> _Given instruction_: List each line of the listing below that contains the word "blue". Case counts.

> _Stored rows_:

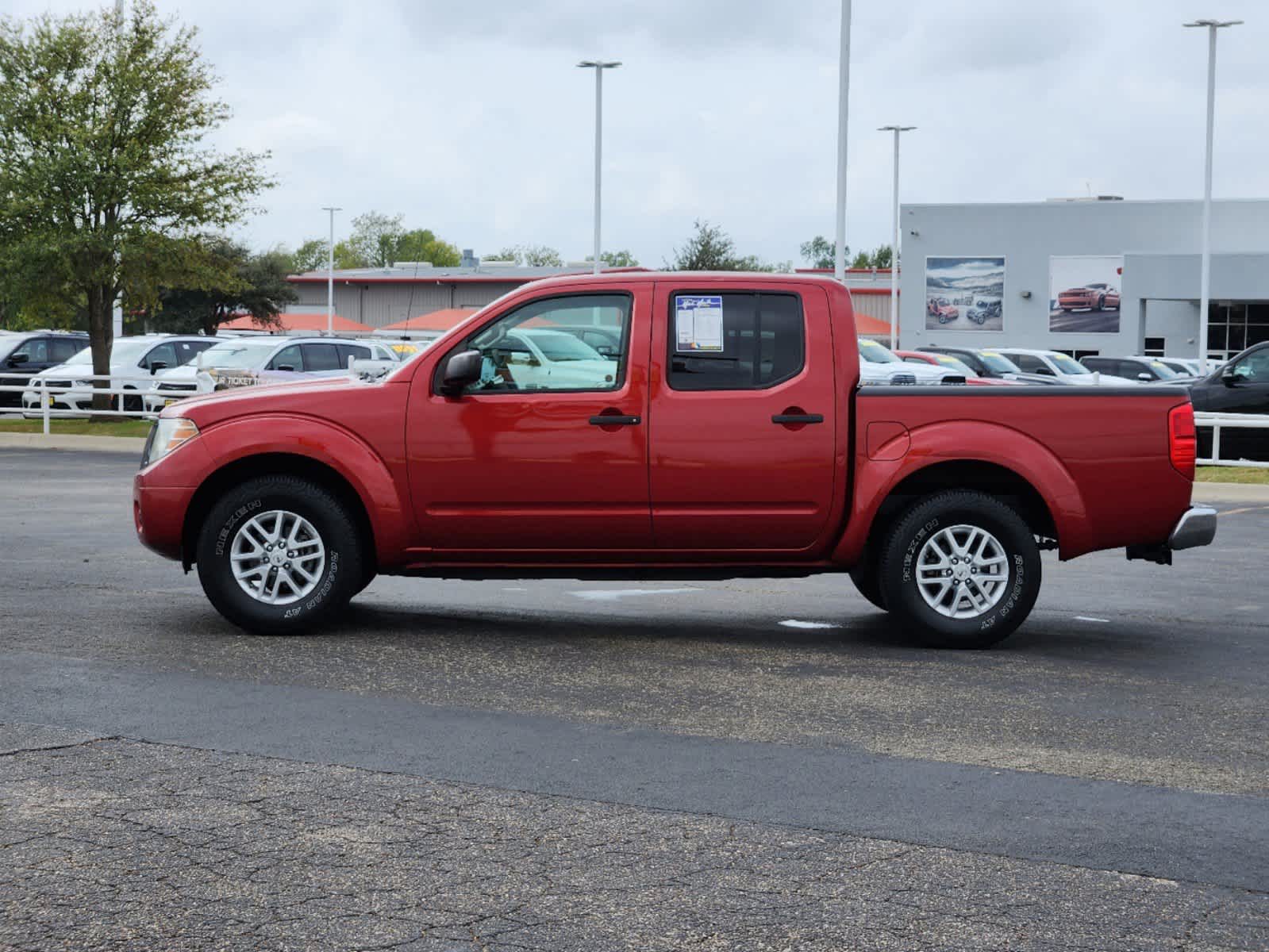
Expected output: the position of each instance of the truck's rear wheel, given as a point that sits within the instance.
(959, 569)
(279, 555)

* * *

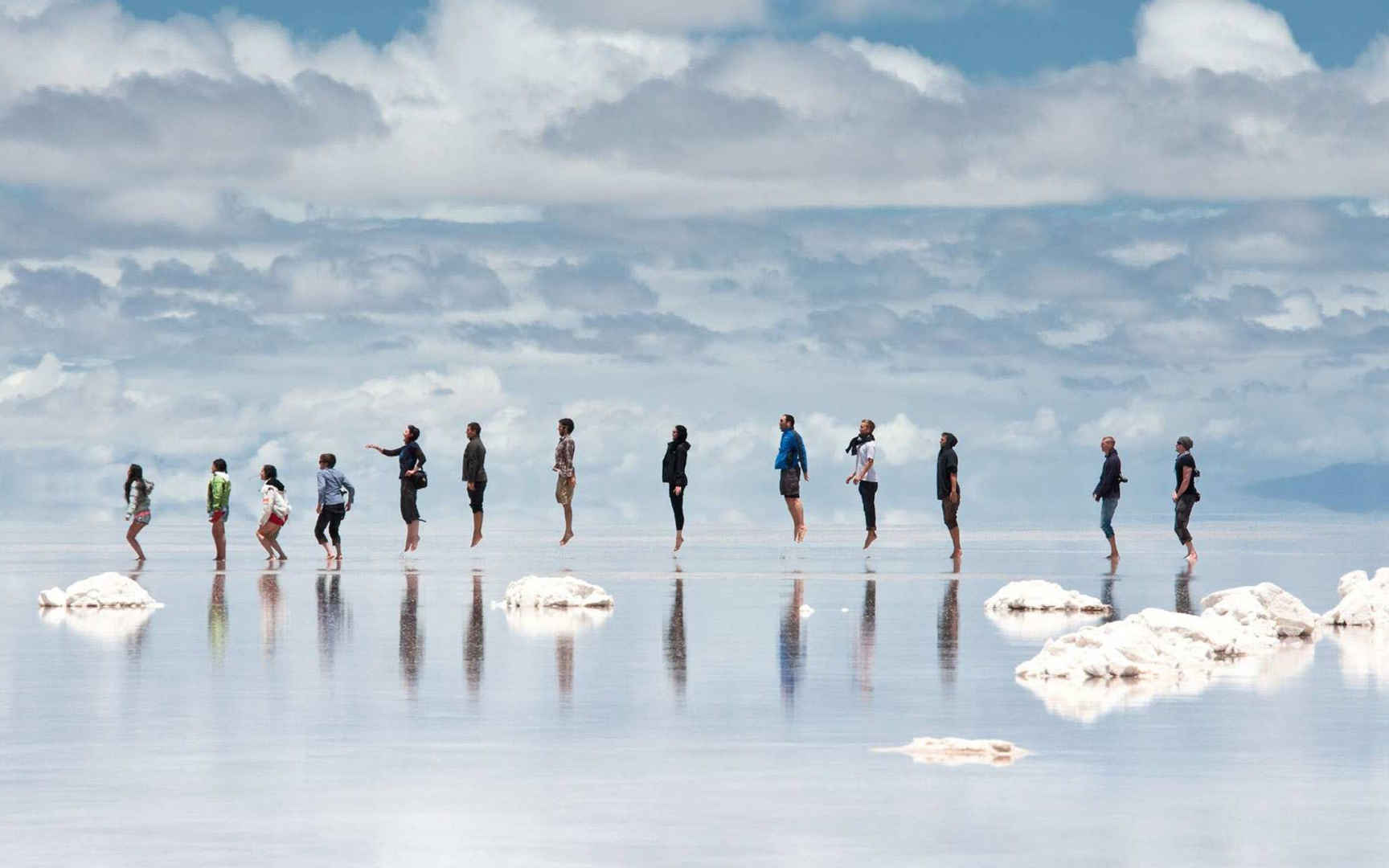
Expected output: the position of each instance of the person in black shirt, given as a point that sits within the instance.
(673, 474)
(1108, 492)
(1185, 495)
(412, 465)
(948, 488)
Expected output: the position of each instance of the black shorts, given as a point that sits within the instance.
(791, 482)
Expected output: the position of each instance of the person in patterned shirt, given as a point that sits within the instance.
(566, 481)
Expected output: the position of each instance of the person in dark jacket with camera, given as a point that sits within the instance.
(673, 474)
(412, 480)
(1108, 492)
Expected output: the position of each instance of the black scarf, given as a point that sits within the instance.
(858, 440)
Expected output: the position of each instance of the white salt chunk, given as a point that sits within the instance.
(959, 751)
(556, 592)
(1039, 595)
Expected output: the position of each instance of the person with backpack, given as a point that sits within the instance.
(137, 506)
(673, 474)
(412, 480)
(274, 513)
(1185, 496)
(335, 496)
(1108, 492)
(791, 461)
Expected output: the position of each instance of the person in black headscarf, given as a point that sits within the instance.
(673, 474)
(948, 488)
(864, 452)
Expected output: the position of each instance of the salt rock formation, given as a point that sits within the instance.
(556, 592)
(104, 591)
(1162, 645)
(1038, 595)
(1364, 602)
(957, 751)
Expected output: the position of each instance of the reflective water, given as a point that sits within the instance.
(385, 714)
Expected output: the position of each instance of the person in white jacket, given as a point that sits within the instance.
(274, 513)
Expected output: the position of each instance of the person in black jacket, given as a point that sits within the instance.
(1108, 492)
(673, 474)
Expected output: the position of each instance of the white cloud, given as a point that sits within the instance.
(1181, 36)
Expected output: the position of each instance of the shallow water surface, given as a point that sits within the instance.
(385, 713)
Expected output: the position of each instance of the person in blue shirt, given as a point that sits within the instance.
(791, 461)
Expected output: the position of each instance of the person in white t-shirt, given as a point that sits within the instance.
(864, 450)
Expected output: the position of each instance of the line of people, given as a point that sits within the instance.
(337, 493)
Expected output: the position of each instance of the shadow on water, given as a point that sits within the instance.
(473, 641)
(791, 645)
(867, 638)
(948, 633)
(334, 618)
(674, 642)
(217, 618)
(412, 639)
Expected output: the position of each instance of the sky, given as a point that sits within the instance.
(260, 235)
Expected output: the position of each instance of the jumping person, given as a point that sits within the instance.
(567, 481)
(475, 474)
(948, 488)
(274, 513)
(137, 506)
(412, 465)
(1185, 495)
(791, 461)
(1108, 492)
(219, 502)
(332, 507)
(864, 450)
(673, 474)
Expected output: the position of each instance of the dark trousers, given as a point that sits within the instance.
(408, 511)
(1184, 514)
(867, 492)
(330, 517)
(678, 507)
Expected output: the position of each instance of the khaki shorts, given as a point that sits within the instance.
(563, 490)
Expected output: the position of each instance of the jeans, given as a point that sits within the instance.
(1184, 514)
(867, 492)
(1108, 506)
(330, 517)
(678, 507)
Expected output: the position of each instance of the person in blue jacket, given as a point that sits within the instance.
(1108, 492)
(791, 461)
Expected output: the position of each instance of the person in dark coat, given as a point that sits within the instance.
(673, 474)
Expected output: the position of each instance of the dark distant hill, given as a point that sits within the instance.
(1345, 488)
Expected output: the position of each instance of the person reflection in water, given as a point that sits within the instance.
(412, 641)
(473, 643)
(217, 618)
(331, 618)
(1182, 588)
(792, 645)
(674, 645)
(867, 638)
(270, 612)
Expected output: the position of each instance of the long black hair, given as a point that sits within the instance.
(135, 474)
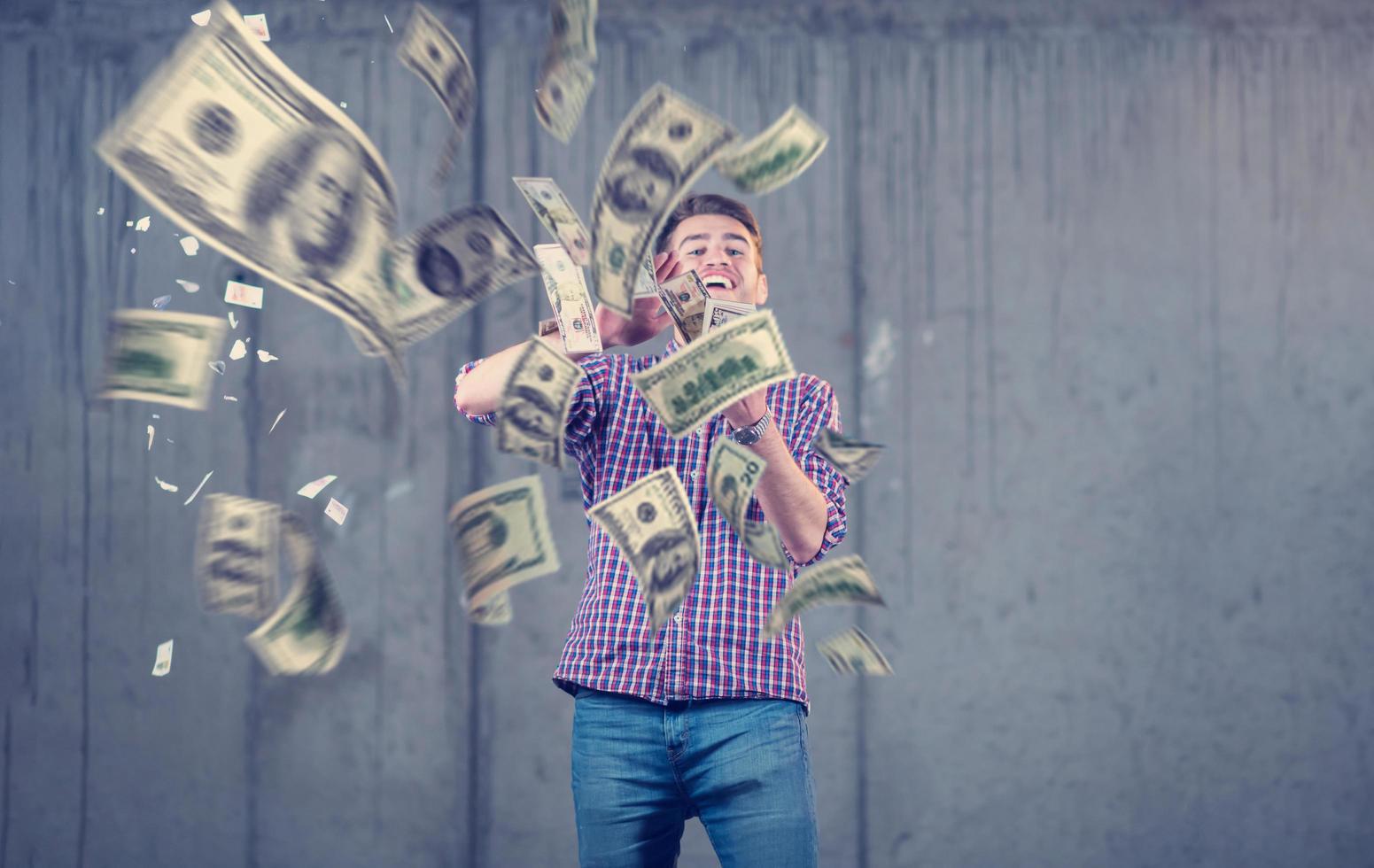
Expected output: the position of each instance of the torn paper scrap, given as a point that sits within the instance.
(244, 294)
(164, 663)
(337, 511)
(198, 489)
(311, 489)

> _Solution to this problem_:
Expected output: the position of each instance of the person in blue shirt, given as a point that sits within the instance.
Expected output: the position of each instance of the person in blue jacket, given as a point that sits within the instance.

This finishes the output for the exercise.